- WORK INSTRUCTIONS
Rewrite the items below as a two-column CSV with the columns text and answer, one row per item, putting each field in quotes and turning any line breaks within it into spaces. Leave the pictures out.

Location labeling records
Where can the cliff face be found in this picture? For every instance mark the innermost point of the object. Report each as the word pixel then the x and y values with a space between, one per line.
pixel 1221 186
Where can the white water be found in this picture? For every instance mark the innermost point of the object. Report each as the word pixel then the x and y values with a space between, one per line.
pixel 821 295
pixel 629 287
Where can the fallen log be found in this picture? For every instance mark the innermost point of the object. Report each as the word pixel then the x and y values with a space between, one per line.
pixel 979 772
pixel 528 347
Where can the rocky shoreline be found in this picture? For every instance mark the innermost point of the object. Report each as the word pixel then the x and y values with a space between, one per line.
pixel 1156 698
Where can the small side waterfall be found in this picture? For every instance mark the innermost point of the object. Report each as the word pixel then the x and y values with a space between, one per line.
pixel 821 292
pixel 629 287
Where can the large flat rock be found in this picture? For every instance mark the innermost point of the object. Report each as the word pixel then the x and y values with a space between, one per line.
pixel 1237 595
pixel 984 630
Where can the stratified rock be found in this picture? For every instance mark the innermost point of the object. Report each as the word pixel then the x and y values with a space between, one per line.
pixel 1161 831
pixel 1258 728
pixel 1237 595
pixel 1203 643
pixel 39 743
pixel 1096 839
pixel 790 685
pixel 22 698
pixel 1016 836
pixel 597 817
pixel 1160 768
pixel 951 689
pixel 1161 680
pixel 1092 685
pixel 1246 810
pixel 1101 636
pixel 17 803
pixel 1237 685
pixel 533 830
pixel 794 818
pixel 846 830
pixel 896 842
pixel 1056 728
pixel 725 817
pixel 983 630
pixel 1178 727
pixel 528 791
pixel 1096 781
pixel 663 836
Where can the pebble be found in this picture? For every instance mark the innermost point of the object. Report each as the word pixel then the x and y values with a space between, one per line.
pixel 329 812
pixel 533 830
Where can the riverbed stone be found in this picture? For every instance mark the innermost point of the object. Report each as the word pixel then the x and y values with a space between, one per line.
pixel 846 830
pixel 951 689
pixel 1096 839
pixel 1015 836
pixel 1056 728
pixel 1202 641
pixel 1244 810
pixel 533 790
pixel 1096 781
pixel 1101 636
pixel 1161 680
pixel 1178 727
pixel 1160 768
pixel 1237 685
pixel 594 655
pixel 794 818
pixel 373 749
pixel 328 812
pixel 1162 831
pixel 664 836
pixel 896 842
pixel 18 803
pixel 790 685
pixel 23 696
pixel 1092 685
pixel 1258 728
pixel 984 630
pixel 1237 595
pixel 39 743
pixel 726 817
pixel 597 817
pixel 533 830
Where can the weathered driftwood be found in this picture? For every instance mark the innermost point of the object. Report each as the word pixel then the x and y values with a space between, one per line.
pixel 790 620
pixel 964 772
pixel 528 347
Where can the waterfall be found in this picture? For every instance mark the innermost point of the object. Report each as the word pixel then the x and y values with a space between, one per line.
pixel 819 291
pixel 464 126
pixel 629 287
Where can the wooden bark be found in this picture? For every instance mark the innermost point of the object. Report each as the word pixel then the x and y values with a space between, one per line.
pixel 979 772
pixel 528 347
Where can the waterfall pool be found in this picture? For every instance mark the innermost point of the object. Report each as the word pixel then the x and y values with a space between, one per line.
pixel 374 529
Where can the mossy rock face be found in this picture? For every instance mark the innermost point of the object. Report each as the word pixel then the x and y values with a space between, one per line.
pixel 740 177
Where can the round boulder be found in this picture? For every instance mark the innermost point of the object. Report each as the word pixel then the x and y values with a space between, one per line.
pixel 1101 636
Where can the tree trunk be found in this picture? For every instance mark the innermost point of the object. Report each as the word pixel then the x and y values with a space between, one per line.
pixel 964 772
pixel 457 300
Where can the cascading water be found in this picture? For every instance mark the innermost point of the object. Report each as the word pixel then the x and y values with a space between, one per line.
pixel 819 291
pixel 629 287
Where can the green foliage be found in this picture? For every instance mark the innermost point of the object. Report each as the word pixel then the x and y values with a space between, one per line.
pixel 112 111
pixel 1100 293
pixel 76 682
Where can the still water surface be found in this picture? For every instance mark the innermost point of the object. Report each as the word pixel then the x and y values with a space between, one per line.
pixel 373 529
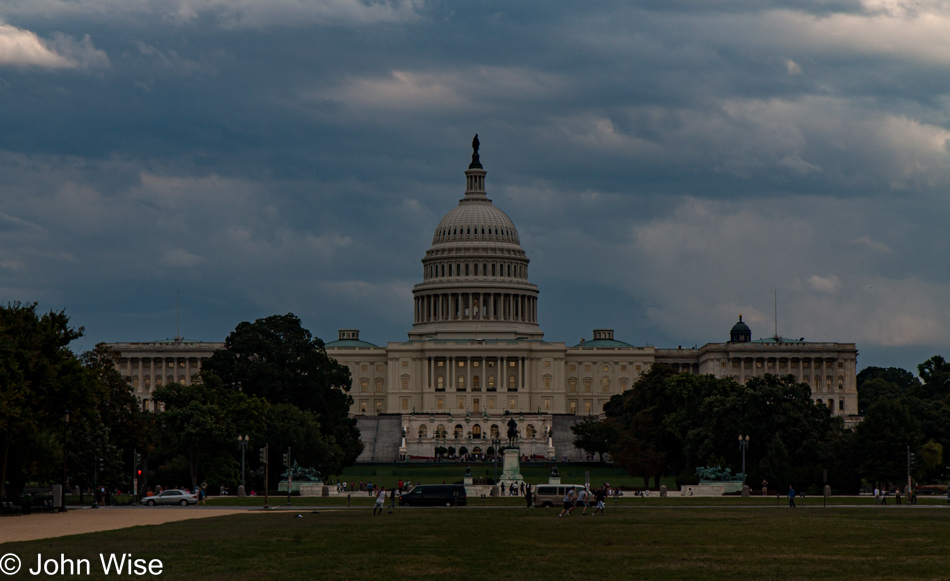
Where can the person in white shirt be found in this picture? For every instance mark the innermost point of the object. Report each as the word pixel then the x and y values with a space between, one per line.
pixel 380 501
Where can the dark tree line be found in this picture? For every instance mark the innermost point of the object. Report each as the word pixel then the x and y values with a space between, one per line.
pixel 273 383
pixel 670 423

- EXERCISE ANSWER
text,answer
"Where can the cliff face be found in this picture? For every instance mark the innermost point of the object. Report each as the word pixel then the x and y values with a space between, one per line.","pixel 1221 186"
"Where can the white water be found in this picture? For every instance mark the innermost point of the object. Report each as the word pixel then the x and y values with a space between, one per line.","pixel 821 295 pixel 629 287"
"Where can the fallen log be found in this picture? For every instance mark the innermost point of the object. Report each as the word pixel then the x and y values with a space between, one per line.","pixel 979 772 pixel 528 347"
"Where can the rocky shoreline be found in this picture? For every instance mark the innermost point of the object. Report each as the word pixel then the x and y values with a space between, one per line.","pixel 1156 698"
"Where can the small side waterfall be found in this picture? For every instance mark the innermost point of the object. Report each as the word pixel then the x and y values with a space between, one per line.","pixel 821 292 pixel 629 287"
"Where can the large flat rock be found in this picture? For every instance mark the innermost point of the object. Report each as the word pixel then the x and y values with a space between, one per line.","pixel 1237 595 pixel 984 630"
"Where can the stratified rock be found in this picture? For every instance mark the innermost point of the object. Report each as the word pixel then the x and y values with a space between, one per line.","pixel 1161 831 pixel 1258 728 pixel 1237 595 pixel 1203 643 pixel 39 743 pixel 1096 839 pixel 790 685 pixel 22 698 pixel 1016 836 pixel 597 817 pixel 1160 768 pixel 951 689 pixel 1161 680 pixel 1092 685 pixel 1246 810 pixel 1101 636 pixel 17 803 pixel 1237 685 pixel 533 830 pixel 794 818 pixel 846 830 pixel 896 842 pixel 1056 728 pixel 725 817 pixel 983 630 pixel 1178 727 pixel 528 791 pixel 1096 781 pixel 663 836"
"Where can the pebble be found in this picture? For every instance mark the innermost point of the object. Report each as the word pixel then the x and y values with a space between, one per line.","pixel 329 812 pixel 533 830"
"Where can the riverbed stone be found in this picture? For every instance mark the innermost point of the object. Report each as the word pixel then the x and y values with a space between, one per line.","pixel 846 830 pixel 951 689 pixel 1096 839 pixel 1015 836 pixel 1056 728 pixel 1202 641 pixel 1244 810 pixel 533 790 pixel 1096 781 pixel 1101 636 pixel 1161 680 pixel 1178 727 pixel 1160 768 pixel 1237 685 pixel 594 655 pixel 794 818 pixel 373 749 pixel 328 812 pixel 1162 831 pixel 664 836 pixel 896 842 pixel 18 803 pixel 790 685 pixel 23 696 pixel 1092 685 pixel 1258 728 pixel 984 630 pixel 1237 595 pixel 39 743 pixel 726 817 pixel 597 817 pixel 533 830"
"Where can the weathered driftwood be found in this picture? For every instance mark the innermost point of the object. Report each as the word pixel then the x and y values with a space between, one per line.","pixel 790 620 pixel 964 772 pixel 528 347"
"Where can the waterfall be found in this picture? For every instance mark the innermost point of the object. Report each as the word pixel then the x and y values with a space between, one per line.","pixel 819 291 pixel 464 126 pixel 629 287"
"Where can the wooden bark be found in this picture? For every instance mark the innermost point of the object. Report each as the word pixel then the x and y values with a space between, one per line.","pixel 979 772 pixel 528 347"
"Where can the waterfall pool be found in this picture? For every instance mark the innermost point of the object. Report each as the word pixel then the x and y values with a space between, one per line.","pixel 374 529"
"Where can the mossy rock face be found in this picture? For every instance mark the innermost point of the object. Report each as the word pixel then the x and y values with a space between, one per line.","pixel 740 177"
"Where can the round boulder be found in this picture? For every instance mark the innermost point of the object. Report each as the word pixel then the x and y values with a space between, one per line.","pixel 1101 636"
"Where can the tree trunk be found in this picture? For every instance mark the innermost point of the object. Report each as the word pixel then the x and y values with a space between, one per line.","pixel 964 772 pixel 457 300"
"Where can the cascading water be found in this picture? For every instance mark the innermost point of the object. Report each as the word pixel then the x and y values with a space between, one per line.","pixel 819 291 pixel 629 287"
"Where can the green foliage be found in this picture? For every instance mark the innermost point of the object. Report each as the word pixel then the x and y values with a space between, one per line.","pixel 112 111 pixel 1100 293 pixel 76 682"
"Where can the still water surface be found in this picture? For every instance mark the innermost point of the object. Report each as the word pixel then the x and y values with a space between, one per line.","pixel 373 529"
"Where can the person in white shirt be found in this picture? For every instance mark the innermost point of the object. Report each as the word pixel then the x and y values with a space between, one per line.","pixel 380 501"
"Where can the dark tree line be found in this picture? For every instance mark the innermost point of the object. Report each as the word pixel then the x and y values with a space between, one per line.","pixel 273 383 pixel 670 423"